== DATA RECORDS

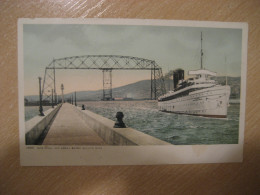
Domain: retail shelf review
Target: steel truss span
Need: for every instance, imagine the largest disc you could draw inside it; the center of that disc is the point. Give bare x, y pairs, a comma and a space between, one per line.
105, 63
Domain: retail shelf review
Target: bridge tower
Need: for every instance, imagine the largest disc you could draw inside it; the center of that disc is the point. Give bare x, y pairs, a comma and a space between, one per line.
107, 84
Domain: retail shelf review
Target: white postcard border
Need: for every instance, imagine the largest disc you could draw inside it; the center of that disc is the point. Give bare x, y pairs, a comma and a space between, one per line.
130, 155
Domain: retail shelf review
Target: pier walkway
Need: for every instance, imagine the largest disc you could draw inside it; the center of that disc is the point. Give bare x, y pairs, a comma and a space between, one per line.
70, 129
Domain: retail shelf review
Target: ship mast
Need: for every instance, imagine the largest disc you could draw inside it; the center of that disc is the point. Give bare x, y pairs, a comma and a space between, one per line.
201, 54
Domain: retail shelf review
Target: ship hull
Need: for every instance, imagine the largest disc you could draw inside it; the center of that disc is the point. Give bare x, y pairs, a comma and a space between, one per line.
209, 102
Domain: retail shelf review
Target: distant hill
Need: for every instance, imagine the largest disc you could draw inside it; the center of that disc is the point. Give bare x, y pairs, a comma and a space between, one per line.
141, 90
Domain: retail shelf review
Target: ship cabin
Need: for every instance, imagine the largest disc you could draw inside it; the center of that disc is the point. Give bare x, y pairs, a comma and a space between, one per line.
201, 77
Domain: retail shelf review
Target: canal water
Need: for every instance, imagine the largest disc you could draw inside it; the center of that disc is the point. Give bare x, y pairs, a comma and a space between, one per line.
174, 128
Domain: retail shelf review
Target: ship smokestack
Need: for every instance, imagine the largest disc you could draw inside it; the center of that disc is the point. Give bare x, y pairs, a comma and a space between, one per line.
177, 75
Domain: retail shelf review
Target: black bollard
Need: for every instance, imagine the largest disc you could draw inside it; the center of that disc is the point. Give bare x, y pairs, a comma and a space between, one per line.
83, 107
119, 123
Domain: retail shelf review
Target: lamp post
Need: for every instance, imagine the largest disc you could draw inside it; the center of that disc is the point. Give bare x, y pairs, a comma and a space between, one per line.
75, 99
62, 95
52, 105
40, 95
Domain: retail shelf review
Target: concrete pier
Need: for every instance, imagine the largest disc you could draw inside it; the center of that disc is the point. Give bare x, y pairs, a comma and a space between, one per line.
69, 125
70, 129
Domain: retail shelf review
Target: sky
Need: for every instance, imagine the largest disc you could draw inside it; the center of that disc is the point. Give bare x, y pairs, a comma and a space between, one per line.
170, 46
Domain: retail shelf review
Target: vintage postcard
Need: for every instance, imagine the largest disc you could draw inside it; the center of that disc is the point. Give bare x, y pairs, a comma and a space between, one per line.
131, 92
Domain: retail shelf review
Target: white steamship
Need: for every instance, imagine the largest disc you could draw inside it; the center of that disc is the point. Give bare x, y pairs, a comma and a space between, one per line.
199, 95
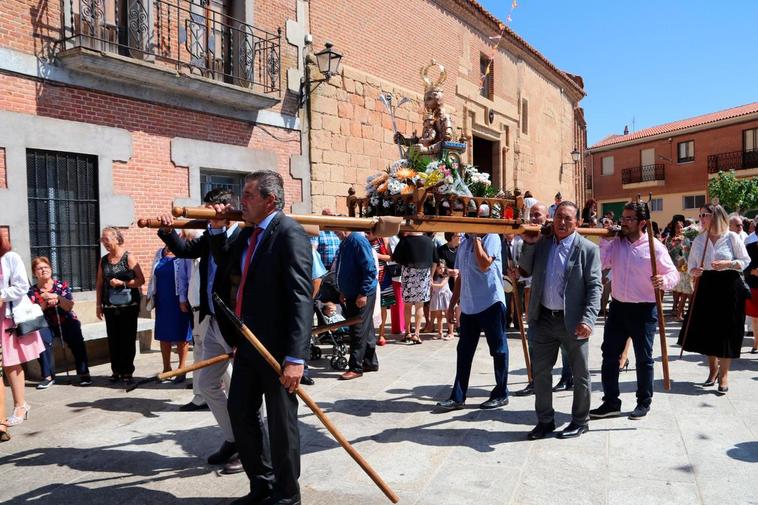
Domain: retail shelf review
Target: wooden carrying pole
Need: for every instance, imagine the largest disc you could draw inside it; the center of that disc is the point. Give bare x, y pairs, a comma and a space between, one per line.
696, 284
658, 301
181, 371
385, 226
245, 331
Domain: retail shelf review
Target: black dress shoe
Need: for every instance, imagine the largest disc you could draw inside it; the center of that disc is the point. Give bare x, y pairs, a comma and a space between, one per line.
541, 430
494, 403
233, 466
573, 430
257, 497
275, 500
224, 454
564, 385
191, 407
527, 391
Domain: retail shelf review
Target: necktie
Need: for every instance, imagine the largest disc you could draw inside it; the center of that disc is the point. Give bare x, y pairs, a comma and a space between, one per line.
248, 260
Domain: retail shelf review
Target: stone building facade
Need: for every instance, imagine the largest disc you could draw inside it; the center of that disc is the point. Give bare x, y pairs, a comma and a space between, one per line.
521, 128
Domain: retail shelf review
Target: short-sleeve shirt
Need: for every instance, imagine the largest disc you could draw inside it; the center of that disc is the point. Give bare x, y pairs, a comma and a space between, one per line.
63, 290
480, 290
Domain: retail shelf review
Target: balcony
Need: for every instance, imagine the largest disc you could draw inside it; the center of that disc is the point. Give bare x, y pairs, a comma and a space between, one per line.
737, 160
644, 176
184, 47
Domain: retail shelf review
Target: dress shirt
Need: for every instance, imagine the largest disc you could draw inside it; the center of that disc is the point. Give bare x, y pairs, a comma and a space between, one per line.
728, 247
555, 276
328, 246
263, 225
212, 267
630, 264
480, 290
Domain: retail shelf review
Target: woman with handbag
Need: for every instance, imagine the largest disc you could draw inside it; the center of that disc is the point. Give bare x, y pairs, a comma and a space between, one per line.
119, 278
57, 302
17, 349
167, 292
716, 324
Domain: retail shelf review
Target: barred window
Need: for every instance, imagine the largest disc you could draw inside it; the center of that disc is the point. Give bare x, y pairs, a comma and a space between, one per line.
64, 214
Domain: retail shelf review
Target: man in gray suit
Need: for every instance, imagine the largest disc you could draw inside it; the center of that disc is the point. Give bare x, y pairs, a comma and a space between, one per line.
566, 289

====

- ASSIGNMENT -
In your copy, leave out the pictures and reproduce the material above exactly.

- TASK RESULT -
Domain: retail shelf review
Target: steel truss span
Need: for every instance, imagine the largest disc you could draw inside it; the center of that disc is the point. Give bare x, y pairs, a comma and a space between, one per line.
105, 63
Domain: retail shelf review
Target: bridge tower
Need: for every instance, imagine the largest disc you could draw inside it; the center of that disc is the point. Give bare x, y pairs, a comma and a space between, one per line.
107, 84
Domain: retail shelf review
Target: white postcard border
Need: for every instance, imagine the largest disc you could draw inside it; the center of that disc is the point. Give bare x, y pairs, a comma and a space between, one per line.
130, 155
Domain: retail shelf review
Target: pier walkway
Need: for every instance, imagine the largest disc you could draw inside it; the center of that disc is the point. Give bare x, y pairs, a comma and a space between, one per line.
70, 129
Domain: retail shelf review
Target: ship mast
Need: for every instance, imagine the largest disc you could draw inside it; the center of that disc is the point. Give bare x, y pairs, a comma and a space between, one per line.
201, 54
Domain: retail shelf review
Target: ship hull
Need: for every instance, imagine the largest disc you could draw inside it; the center of that disc is the point. Give bare x, y pairs, a comma and a space between, one per line.
209, 102
Domain: retail shelf review
Target: distant hill
Need: for every instance, imagine the largest disc you could draw inside it; the center of that disc is the point. Give bare x, y pairs, a comma and a space between, one per line.
141, 90
Domain: retail shelf review
Target: ship cabin
Need: for every instance, imagine the largest disc you could draw inside it; the center of that disc is the point. Give bare x, y pairs, a comma and a space between, one per line.
201, 77
Domain: retail shelf review
Target: canal water
Need: for every instance, imagine the largest disc you could draw inside it; the center of that disc is the point. Give bare x, y pairs, a comma and a space between, one per line.
174, 128
Domain: retail shelf review
Target: ship smokestack
Need: for every instance, imagine the largest disc you could draw inside it; the center of that disc is the point. Give bare x, y pairs, a comma and a space between, one per line.
177, 75
Domain: retail shelf review
Target: black bollard
Need: for every instance, imagine the largest disc you could draw inside it; the center of that disc is the point. Give bare x, y pairs, a comma and a space between, one per line.
83, 107
119, 123
Domain: retail shelf review
Target: lamp post
Need: for every instance, imagine the largest disc you could draw inside it; the center of that disc is the point. Give bare x, y pairs, a comma and a space between, one per line.
75, 99
62, 95
52, 105
40, 95
Domain: retail shelf review
Target: concrete pier
Need: for every instance, imagine the largest disc you could draw inside it; the center of that disc is the point. Give bare x, y pairs, a comma and a space between, one per line.
69, 125
70, 129
Domain: retail shelf review
Target: sky
Need: for every instance, imagine the largest disc you could draw inside it; the center of that disc is the point. Give bare x, y pairs, a comma and a space between, one per line.
170, 46
Domain: retail shelf review
Target: vintage postcard
Need: for every instance, imagine the largest disc you could draw inside it; the center of that disc is the point. Give bare x, y pairs, a comma and a space between, one per line.
131, 92
Domain: retail shelf review
Target: white steamship
Need: for every instance, imagine the largest disc you could draw inside it; the center of that disc is the point. Give bare x, y pairs, a comma and a space between, one per line.
199, 95
Domain: retail shelf review
Target: wooden carrying pole
Need: for every instance, imagine the largest disc you could draw inside it; the center of that disc is the point. Give bare x, y pairs, a comma and a space between, one per line.
696, 284
658, 301
181, 371
385, 226
245, 331
Domain: retail shelf review
Target: black dress shoe
Need: for every instance, imagine the largest disc you could draw inside it; the center of that disc is the point. Give bare x, y pairs, a comma and a space between, one per line.
541, 430
494, 403
233, 466
573, 430
257, 497
275, 500
224, 454
564, 385
191, 407
527, 391
Domain: retail shelf review
Target: necktie
Need: for every instance, imagine the largest disc you could draw inside it; the center of that disc is the point. Give bare x, y pairs, a comma and a space between, one per line.
248, 260
Domain: retail shelf review
Target: stone building facade
Need: for every instance, imagine the largest disc you could draw inside it; the center of that disc is the point. Give bare x, y pairs, a comma and a space between, one per line.
521, 128
Domain: retail shelf review
Target: short-sleeve shirt
Need: for every instance, imagine the largest disc you could draw inside it; the center of that disc is the point. Give bare x, y pairs, a comma and a space between, one per line.
63, 290
480, 290
Domain: retail shelf review
Target: balcony
Need: for every instance, imagine the largest disc you could draw inside it; the center of that disc is the point. Give bare x, y pairs, a comma and a space between, one per line.
737, 160
644, 176
184, 47
Domain: retail shelf review
Target: dress shirt
Need: for every instance, imagine the largest disc you could draw inside it; the center of that disc is the point. Give bare x, y pairs, a comma and a space between, one per line.
728, 247
555, 276
328, 246
263, 225
212, 267
630, 264
480, 290
Domain: retail shelf review
Target: woman with handbag
Need: for every instance, imagine the largest disc you could draw inside it; the center of that disc is the point. Give bare x, y pairs, a comma and a space between, one per line.
119, 278
57, 302
17, 349
167, 292
716, 324
Domain: retail shelf review
Target: barred window
Need: for every instance, imagine the largest disc you could draw inside it; the center of that disc is the point. Give bare x, y pairs, a comma and a space between, one per line.
64, 214
Domain: retail shelf review
Target: man in gray suit
Need: for every instance, imagine the largest disc you could draw inside it; the center of that disc is the point. Give bare x, y pairs, a comma and a space between, one per line.
566, 289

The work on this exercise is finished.